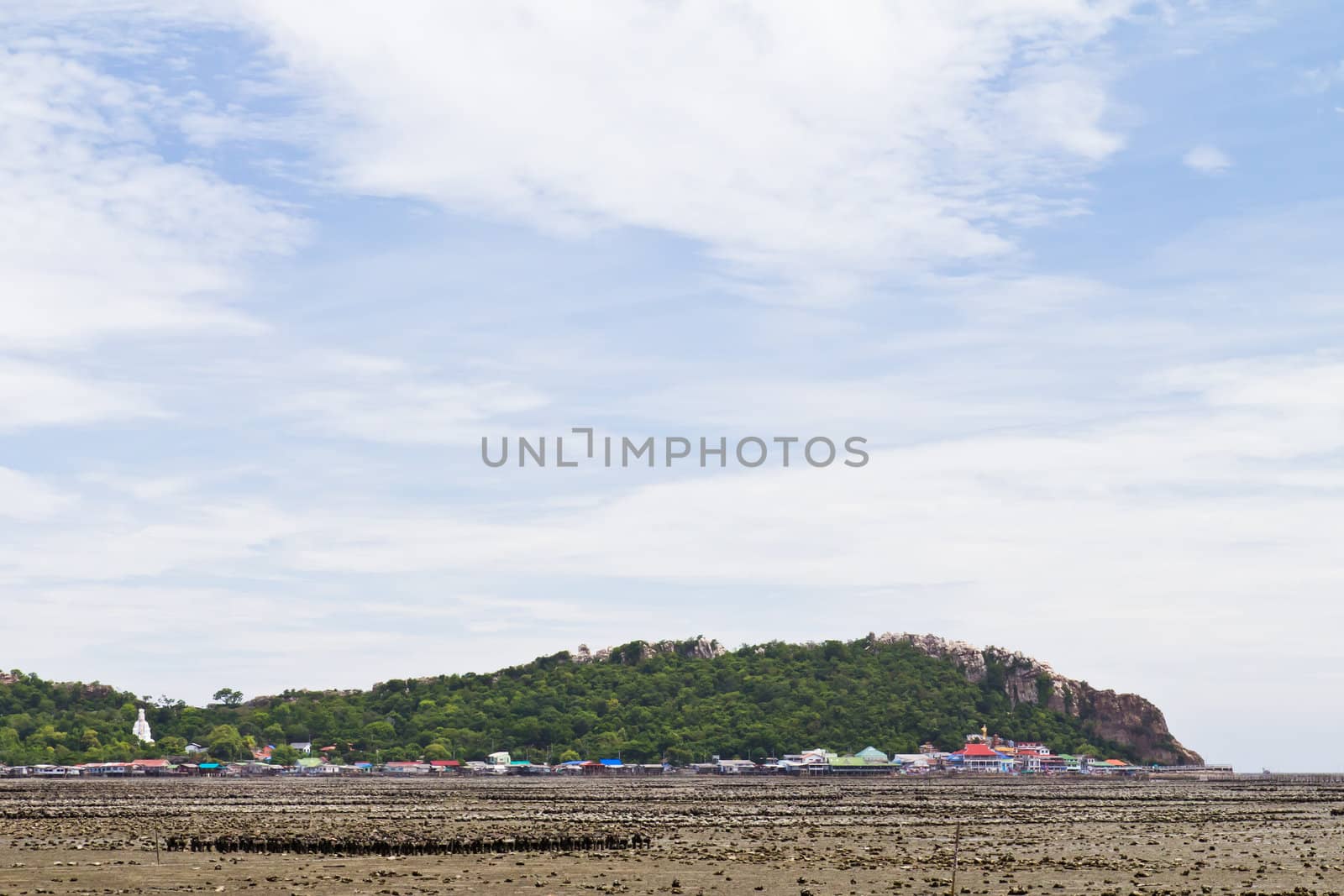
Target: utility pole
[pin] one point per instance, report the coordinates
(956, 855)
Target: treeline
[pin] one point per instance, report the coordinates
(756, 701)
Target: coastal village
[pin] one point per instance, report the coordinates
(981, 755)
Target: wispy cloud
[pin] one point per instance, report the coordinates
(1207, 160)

#### [What the task requires]
Retype all the records shown above, character for character. Omit every picture.

#### [Final result]
Target: utility pole
[pin] one point per instance, report the coordinates
(956, 855)
Target: treeline
[pin] one point per instance, report the coordinates
(756, 701)
Target: coastal village
[pin] one point per instance, report the coordinates
(981, 755)
Target: wispy cloud
[pin] one point per instance, report the coordinates
(1207, 160)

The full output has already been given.